» **Reading passage**:
Tour the new BBC Television Centre apartments and their retro interiors – chic living alongside a new Soho House, cinema, new Bluebird restaurant and Royal College of Art campus.
Meet the new BBC Television Centre – a huge new residential and living district in White City, West London, in a building where Morecambe and Wise once put the National Grid under immense pressure due to the sheer number of people tuning in.
And the residential adaptation doesn’t spell the end of the showbiz side of the building. ‘Home of British television’ BBC Studioworks, a commercial subsidiary of the BBC, has its studio ever buzzing.
BBC Television Centre Apartments
The history of the BBC Television Centre is magnificent. The new development, even with its luxury penthouses, a Soho House hotel, and prized transport links, is far from equalling the entertainment that’s been created there.
But the transformation from what had recently become a dated building is impressive nonetheless. A village centred around the famous ‘doughnut’ has been created, with gardens, a cinema, cafés, restaurants, and various other amenities that draw in those able to pay for such loveliness.

Records from a data collection

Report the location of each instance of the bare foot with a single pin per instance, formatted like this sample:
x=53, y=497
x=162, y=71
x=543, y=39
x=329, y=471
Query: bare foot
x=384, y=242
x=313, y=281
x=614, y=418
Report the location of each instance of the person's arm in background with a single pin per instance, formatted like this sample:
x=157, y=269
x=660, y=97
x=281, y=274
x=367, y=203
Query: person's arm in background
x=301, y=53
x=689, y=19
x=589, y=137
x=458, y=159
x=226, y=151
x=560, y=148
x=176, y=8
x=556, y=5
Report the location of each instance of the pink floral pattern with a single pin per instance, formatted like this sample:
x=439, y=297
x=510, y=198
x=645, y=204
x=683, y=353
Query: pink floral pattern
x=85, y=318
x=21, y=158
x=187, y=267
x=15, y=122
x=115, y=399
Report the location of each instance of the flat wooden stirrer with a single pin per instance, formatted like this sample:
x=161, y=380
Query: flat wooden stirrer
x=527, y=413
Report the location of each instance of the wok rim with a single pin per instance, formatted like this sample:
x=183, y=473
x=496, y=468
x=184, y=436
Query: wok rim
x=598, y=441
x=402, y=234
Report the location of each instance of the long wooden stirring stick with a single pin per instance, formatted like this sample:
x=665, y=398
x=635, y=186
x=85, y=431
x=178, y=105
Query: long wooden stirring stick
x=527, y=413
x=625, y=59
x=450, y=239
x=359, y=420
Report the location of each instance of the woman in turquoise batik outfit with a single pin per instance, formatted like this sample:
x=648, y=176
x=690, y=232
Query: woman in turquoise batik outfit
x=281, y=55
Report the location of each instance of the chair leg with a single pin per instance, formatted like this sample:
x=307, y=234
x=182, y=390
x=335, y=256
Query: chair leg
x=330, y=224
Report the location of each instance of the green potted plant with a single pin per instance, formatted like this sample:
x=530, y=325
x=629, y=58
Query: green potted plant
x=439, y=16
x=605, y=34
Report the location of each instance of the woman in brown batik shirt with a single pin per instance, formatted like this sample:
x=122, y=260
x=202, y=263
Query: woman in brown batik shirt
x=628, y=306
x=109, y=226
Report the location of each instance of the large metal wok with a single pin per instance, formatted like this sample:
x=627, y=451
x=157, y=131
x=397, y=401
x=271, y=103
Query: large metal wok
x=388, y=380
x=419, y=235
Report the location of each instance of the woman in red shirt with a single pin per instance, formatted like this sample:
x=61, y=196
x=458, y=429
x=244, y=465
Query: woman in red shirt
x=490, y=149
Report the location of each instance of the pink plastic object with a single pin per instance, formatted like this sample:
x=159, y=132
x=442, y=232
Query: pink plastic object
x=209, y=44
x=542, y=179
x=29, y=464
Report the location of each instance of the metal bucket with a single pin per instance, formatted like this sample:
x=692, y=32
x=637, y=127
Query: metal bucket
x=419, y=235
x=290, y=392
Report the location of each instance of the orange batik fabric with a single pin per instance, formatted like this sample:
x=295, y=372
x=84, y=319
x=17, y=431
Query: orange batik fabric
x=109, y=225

» **Work to do**:
a: Answer these questions about the BBC Television Centre passage:
(i) Which performers once put the National Grid under immense pressure?
(ii) What kind of organization is BBC Studioworks, according to the passage?
(iii) What is the new village centered around?
b: Write the next part of the BBC Television Centre passage, starting right after its final sentence.

» **Expected responses**:
a:
(i) Morecambe and Wise
(ii) A commercial subsidiary of the BBC
(iii) The famous "doughnut"

b:
The Helios apartments and penthouses circle the Helios statue. Homes in the reimagined Grade II listed Courtyard Apartments retain many original features, such as exposed concrete beams, aluminium-framed windows, polished concrete flooring and distinctive, gently-curving walls. Designed in one curving row, The Crescent Apartments feature large expanses of glazing and balconies with views over the private gardens or Hammersmith Park.
Some people are already moving into their apartments that they secured over a year ago. Prices start at around £900,000 and go up to about £7 million – that latter figure gets you a rooftop penthouse apartment. While price varies, the endearing aspect of buying a slice of British broadcasting history echoes through every wall. Doctor Who, Blue Peter, Fawlty Towers – just three of the shows that were contrived on the site.
The World’s First Custom-Built Studio Complex
The BBC ‘campus’ is 14 acres. A statue of the Greek sun god Helios stands proud at the centre of it all. It was the world’s first custom-built studio complex for television and radio, with 400 offices for 3,000 people, studios, dressing rooms, equipment stores, wig-making departments, a hair salon, make-up areas, wardrobe space for 16,000 items, libraries for scripts and music, and band rehearsal rooms, among other things. It was first conceived as a scribble on the back of an envelope by architect Graham Dawbarn.
The apartments are the work of Paul Monahan and Suzy Hoodless. Together, the designers have given the flats a ’50s, retro edge, with subtle colours and notes from the past – including original pieces salvaged from the original television studios. The result is a canny blend of old and new – a nod to the eccentric past of British television in a globally diverse capital.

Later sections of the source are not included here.